What is needed
Quote the entire passage on illustration counts across the book corpus, word for word.

Selected extract
<<<<

The absolute number of content illustrations in our dataset is mapped against the date of publication of the book they appear in. The pattern largely corresponds to the overall temporal distribution of books in our dataset (Fig. 4.11)

Fig. 4.11
figure 11

The temporal distribution of the books in our corpus. Most books have been published around mid sixteenth century

Fig. 4.12
figure 12

The average number of content illustrations that a book contains in relation to its number of pages declines over time. While the later books in our corpus contain on average more texts, those texts are not as richly illustrated as the Tractatus, which contributes most of the illustrations in our collection

Although the average number of pages an edition contains increases over time, those pages contain a decreasing proportion of illustrations. A possible explanation of this pattern can be found in the fact that a total of 11,365, or roughly half of all the collected illustrations have been printed in the text part identified with Sacrobosco's Tractatus de Sphaera and its commentaries. Additional text parts that have been added to later publications do overall contain fewer illustrations. An exception is the Theorica novae planetarum by Georg von Peuerbach, which contributes a total of 1,293 illustrations to the total collection. The total number of illustrations each (original) text part contributes to our collection can therefore be displayed. We can now also look at the number of illustrations each original part contains (Fig. 4.13). A 1611 edition printed by Reinhard Eltz in Mainz contains a richly illustrated text on astrolabes by Christoph Clavius (1538–1612), featuring 339 illustrations (Sacrobosco and Clavius 1611) (Fig. 4.14).

>>>>

Object position labeling entries
<<<<

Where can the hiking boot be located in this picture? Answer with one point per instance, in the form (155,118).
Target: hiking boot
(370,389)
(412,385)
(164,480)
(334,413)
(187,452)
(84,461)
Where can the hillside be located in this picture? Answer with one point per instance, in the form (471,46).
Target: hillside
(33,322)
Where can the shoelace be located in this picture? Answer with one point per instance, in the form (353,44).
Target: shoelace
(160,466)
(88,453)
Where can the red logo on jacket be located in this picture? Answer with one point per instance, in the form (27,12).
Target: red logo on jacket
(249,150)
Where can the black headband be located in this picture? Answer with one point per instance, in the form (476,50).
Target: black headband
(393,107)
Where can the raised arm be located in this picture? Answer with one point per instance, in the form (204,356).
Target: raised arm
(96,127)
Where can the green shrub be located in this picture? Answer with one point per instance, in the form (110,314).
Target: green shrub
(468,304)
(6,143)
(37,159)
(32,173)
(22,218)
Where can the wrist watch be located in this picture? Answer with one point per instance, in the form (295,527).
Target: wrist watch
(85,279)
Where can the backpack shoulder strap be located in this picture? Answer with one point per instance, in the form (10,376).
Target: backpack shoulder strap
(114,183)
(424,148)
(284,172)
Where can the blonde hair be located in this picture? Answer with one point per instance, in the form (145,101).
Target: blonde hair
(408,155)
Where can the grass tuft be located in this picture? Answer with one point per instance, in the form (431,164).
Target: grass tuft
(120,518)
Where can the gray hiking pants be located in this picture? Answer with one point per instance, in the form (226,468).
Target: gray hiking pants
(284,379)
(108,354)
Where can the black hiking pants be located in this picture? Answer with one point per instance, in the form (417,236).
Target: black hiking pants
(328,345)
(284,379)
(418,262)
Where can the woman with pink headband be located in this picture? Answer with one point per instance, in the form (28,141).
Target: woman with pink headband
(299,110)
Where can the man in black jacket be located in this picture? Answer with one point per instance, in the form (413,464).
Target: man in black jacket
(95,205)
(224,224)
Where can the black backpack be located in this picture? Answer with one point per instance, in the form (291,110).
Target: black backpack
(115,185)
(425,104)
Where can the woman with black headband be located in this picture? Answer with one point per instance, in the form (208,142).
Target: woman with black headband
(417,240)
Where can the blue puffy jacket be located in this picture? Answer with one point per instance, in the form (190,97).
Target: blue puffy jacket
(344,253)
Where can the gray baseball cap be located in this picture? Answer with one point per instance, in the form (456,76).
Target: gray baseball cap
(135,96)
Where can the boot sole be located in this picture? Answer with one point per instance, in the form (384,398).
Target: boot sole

>>>>

Answer below
The absolute number of content illustrations in our dataset is mapped against the date of publication of the book they appear in. The pattern largely corresponds to the overall temporal distribution of books in our dataset (Fig. 4.11)

Fig. 4.11
figure 11

The temporal distribution of the books in our corpus. Most books have been published around mid sixteenth century

Fig. 4.12
figure 12

The average number of content illustrations that a book contains in relation to its number of pages declines over time. While the later books in our corpus contain on average more texts, those texts are not as richly illustrated as the Tractatus, which contributes most of the illustrations in our collection

Although the average number of pages an edition contains increases over time, those pages contain a decreasing proportion of illustrations. A possible explanation of this pattern can be found in the fact that a total of 11,365, or roughly half of all the collected illustrations have been printed in the text part identified with Sacrobosco's Tractatus de Sphaera and its commentaries. Additional text parts that have been added to later publications do overall contain fewer illustrations. An exception is the Theorica novae planetarum by Georg von Peuerbach, which contributes a total of 1,293 illustrations to the total collection. The total number of illustrations each (original) text part contributes to our collection can therefore be displayed. We can now also look at the number of illustrations each original part contains (Fig. 4.13). A 1611 edition printed by Reinhard Eltz in Mainz contains a richly illustrated text on astrolabes by Christoph Clavius (1538–1612), featuring 339 illustrations (Sacrobosco and Clavius 1611) (Fig. 4.14).